=== Begin Enclosure ===
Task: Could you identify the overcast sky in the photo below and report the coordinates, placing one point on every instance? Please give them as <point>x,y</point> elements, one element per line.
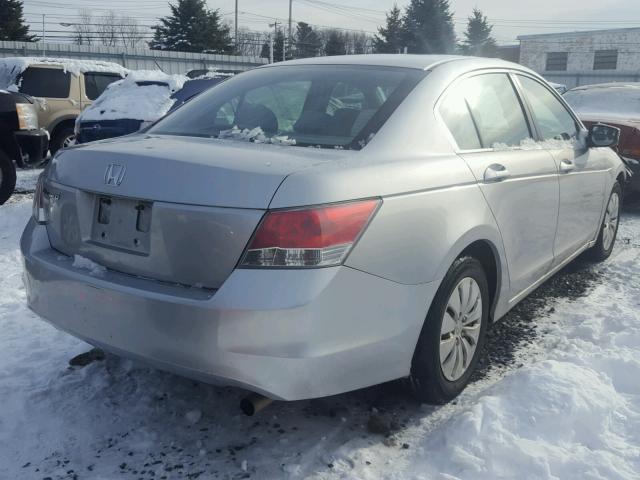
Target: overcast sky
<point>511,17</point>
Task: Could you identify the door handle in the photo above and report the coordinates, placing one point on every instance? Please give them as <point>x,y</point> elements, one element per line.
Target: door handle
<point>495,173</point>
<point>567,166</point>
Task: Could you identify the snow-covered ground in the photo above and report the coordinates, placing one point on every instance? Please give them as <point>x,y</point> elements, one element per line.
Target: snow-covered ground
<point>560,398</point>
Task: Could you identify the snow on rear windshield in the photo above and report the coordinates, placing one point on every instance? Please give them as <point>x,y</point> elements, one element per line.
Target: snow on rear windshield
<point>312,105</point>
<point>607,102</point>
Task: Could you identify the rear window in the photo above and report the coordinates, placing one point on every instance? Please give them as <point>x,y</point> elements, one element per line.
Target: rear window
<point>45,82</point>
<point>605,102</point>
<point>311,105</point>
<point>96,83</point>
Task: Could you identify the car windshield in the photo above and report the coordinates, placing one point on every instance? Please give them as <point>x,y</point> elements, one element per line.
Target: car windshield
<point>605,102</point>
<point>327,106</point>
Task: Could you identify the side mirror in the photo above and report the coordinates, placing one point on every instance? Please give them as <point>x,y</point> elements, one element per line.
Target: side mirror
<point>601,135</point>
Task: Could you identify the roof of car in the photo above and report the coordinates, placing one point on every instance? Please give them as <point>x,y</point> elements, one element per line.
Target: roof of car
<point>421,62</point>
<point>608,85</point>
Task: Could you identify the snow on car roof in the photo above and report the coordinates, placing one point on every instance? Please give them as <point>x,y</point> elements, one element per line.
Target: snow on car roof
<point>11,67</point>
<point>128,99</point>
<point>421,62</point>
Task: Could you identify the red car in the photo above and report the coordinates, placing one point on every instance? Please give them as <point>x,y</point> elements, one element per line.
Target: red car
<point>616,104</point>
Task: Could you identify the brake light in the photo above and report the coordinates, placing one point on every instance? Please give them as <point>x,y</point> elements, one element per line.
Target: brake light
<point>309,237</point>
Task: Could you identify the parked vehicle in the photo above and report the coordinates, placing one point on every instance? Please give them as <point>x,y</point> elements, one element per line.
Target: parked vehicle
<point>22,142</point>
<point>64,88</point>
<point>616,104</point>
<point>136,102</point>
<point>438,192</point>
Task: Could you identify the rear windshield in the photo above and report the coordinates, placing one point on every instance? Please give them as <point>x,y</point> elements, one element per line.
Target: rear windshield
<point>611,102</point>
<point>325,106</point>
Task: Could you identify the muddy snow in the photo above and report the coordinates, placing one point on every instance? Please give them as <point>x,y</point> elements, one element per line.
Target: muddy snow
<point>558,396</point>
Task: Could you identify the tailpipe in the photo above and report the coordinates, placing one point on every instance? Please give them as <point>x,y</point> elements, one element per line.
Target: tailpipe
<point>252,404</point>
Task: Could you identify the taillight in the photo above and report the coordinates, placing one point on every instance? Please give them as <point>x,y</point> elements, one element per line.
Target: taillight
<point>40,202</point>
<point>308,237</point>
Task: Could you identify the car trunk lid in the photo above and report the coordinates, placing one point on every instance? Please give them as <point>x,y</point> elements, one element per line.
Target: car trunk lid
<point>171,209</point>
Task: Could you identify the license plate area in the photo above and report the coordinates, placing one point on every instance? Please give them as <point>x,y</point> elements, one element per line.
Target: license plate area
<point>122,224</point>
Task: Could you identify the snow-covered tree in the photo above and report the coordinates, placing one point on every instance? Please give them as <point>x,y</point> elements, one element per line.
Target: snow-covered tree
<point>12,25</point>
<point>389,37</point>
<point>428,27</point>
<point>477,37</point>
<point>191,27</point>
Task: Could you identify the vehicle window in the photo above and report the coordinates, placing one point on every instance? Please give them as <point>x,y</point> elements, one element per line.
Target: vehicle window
=== End Enclosure ===
DIRECTIONS
Reproduce these records exactly, but not the pictures.

WRITTEN SOLUTION
Task: Could you identify the overcast sky in the photo below and report the coordinates, placing one point on every instance? Please give them as <point>x,y</point> elements, one element per line.
Target: overcast sky
<point>511,17</point>
Task: Could you identify the door handle in the photo above and report the coordinates, placing one point on every instance? Please give them as <point>x,y</point> elements, one element per line.
Target: door handle
<point>495,173</point>
<point>567,166</point>
Task: Could you identify the snow-covered ground in the photo above and report the coordinates, placing one point on every instance? Please give them as <point>x,y</point> elements, one element per line.
Target: snow-covered ground
<point>560,398</point>
Task: Could you identify the snow on rear windshield in the photo above and report the coordinates, placing one point on every instance? Please give them as <point>x,y</point> elements, one element per line.
Target: snow on rear windshield
<point>312,105</point>
<point>607,102</point>
Task: Could you identify the rear window in the photo above and report the coordinates, placing one point on every instance? Please give them as <point>x,y</point> elements, one element per line.
Target: rear window
<point>45,82</point>
<point>605,102</point>
<point>311,105</point>
<point>96,83</point>
Task: Could you identify the car windshield in the photo above and report the coordinates, placing one point on every instance? Please give them as <point>x,y</point> elements, one element per line.
Target: car windshield
<point>605,102</point>
<point>327,106</point>
Task: Could you identify the side mirror in the photo above and report the coordinates, placing one point on every instance? Please give them as <point>x,y</point> elements, one element per line.
Target: side mirror
<point>601,135</point>
Task: Could you identify the roof of car in the photo above and report the coordinates, placing one point on every instance? Please give them as <point>x,y</point> elements, one element per line.
Target: roof of car
<point>421,62</point>
<point>608,85</point>
Task: Could you identify the snow on car roof in the photo above and report the coordinates, placing one point on every instance? Please give them as <point>x,y</point> elements, one element per line.
Target: snow on car roof
<point>11,67</point>
<point>128,99</point>
<point>421,62</point>
Task: Could you identify the red car in the photo above and report the coordinates, placing one point on every instance? Please give them as <point>x,y</point> elements, one element per line.
Target: red car
<point>616,104</point>
Task: Could you identify the brake light in the photo above and report the coordinates, placing one point on every instance? Please give them as <point>x,y</point> elements, one element per line.
Target: brake light
<point>309,237</point>
Task: Could you identify the parked vehicle in the photo above and report the coordinates, placing one point on every instance? Please give them as <point>x,y</point> elements, one element per line.
Target: parked vehicle
<point>22,142</point>
<point>64,88</point>
<point>616,104</point>
<point>136,102</point>
<point>438,192</point>
Task: Could you identify the rear windshield in the photo above and report the coordinates, placing one point on every instance? Please give them as <point>x,y</point> elements, one element per line.
Target: rear windshield
<point>611,102</point>
<point>325,106</point>
Task: Could you identify the muddy snow in the photo above and report the coordinates, placing one point on every instance? Please give them as <point>x,y</point> elements, one element per line.
Target: muddy snow
<point>558,396</point>
Task: Could you identify the tailpipe in the photo above and report the coordinates, placing one point on every instance? Please give them as <point>x,y</point> elements, one element per line.
Target: tailpipe
<point>252,404</point>
Task: Could you identify the taillight in the photo above and report the coordinates, placing one point on every instance? Please give them as <point>x,y</point> elements, one element per line.
Target: taillight
<point>40,202</point>
<point>308,237</point>
Task: Could you identify the car trunk lid in the photo above and report the coordinates, placing one point on every instance? Please give them as <point>x,y</point> elements, one element per line.
Target: car trunk lid
<point>171,209</point>
Task: Could you identify the license plate area in the photo above and report the coordinates, placing one point on every instance? Please give them as <point>x,y</point> elements, one element per line.
Target: license plate area
<point>122,224</point>
Task: Could you identify the snow-covered tree in the photo above and report the coordinates, placing one point on every instance? Please give them as <point>x,y</point> elements, one element per line.
Target: snow-covered tree
<point>12,25</point>
<point>389,37</point>
<point>428,27</point>
<point>477,37</point>
<point>191,27</point>
Task: Could you identify the vehicle window in the photo above and report the coordinates, placing one point on every instance? Please give them as <point>x,y</point> elements, one element per line.
Target: vehicle window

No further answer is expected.